**EXERCISE GOAL**
Can you rewrite these rows with every "Target" replaced by "Label" and everything else left unchanged?

**ROWS**

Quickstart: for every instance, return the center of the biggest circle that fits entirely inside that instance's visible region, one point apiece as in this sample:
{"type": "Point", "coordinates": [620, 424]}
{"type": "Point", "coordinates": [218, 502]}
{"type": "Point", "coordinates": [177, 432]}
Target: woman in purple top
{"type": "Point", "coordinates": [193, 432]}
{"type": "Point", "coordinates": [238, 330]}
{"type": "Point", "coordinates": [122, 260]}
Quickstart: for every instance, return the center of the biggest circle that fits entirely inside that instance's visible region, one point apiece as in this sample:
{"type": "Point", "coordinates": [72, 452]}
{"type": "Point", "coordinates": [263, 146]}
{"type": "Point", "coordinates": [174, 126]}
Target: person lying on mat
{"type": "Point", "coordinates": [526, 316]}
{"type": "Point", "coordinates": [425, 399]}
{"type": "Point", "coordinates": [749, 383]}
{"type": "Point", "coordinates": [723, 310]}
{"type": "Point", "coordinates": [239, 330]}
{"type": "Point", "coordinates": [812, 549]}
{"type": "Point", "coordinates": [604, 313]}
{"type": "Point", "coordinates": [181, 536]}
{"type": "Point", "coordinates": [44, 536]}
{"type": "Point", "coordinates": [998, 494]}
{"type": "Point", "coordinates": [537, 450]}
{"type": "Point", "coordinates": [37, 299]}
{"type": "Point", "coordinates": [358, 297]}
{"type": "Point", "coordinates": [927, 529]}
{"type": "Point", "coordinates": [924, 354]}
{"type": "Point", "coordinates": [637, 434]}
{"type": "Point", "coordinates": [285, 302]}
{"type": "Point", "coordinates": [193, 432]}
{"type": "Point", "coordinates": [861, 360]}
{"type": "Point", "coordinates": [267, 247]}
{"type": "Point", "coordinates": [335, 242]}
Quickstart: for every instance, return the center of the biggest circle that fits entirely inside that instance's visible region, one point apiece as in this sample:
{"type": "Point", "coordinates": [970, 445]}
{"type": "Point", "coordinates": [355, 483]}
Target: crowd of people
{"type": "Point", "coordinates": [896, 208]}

**PROBLEM SOLUTION**
Quickstart: for every instance, return the center of the biggest circle that fits entirely inside that instance's visible region, one point apiece as in this sample:
{"type": "Point", "coordinates": [620, 424]}
{"type": "Point", "coordinates": [218, 502]}
{"type": "Point", "coordinates": [177, 432]}
Label: woman in purple top
{"type": "Point", "coordinates": [193, 432]}
{"type": "Point", "coordinates": [238, 330]}
{"type": "Point", "coordinates": [122, 260]}
Quickstart: for every instance, return the center of the biggest circle that fits entirely inside that instance's visible region, one point apiece as in this sample:
{"type": "Point", "coordinates": [72, 452]}
{"type": "Point", "coordinates": [263, 146]}
{"type": "Point", "coordinates": [174, 126]}
Label: person lying on mat
{"type": "Point", "coordinates": [526, 316]}
{"type": "Point", "coordinates": [425, 399]}
{"type": "Point", "coordinates": [749, 383]}
{"type": "Point", "coordinates": [723, 310]}
{"type": "Point", "coordinates": [239, 330]}
{"type": "Point", "coordinates": [812, 549]}
{"type": "Point", "coordinates": [604, 313]}
{"type": "Point", "coordinates": [181, 536]}
{"type": "Point", "coordinates": [44, 536]}
{"type": "Point", "coordinates": [998, 494]}
{"type": "Point", "coordinates": [537, 450]}
{"type": "Point", "coordinates": [37, 299]}
{"type": "Point", "coordinates": [358, 297]}
{"type": "Point", "coordinates": [927, 529]}
{"type": "Point", "coordinates": [924, 354]}
{"type": "Point", "coordinates": [637, 434]}
{"type": "Point", "coordinates": [285, 302]}
{"type": "Point", "coordinates": [193, 432]}
{"type": "Point", "coordinates": [861, 360]}
{"type": "Point", "coordinates": [267, 247]}
{"type": "Point", "coordinates": [335, 242]}
Quickstart: for every instance, return the center of the biggest circle that fits entirely inside that instance's visible region, one point apiece as in this sample:
{"type": "Point", "coordinates": [970, 445]}
{"type": "Point", "coordinates": [355, 483]}
Label: crowd of people
{"type": "Point", "coordinates": [896, 208]}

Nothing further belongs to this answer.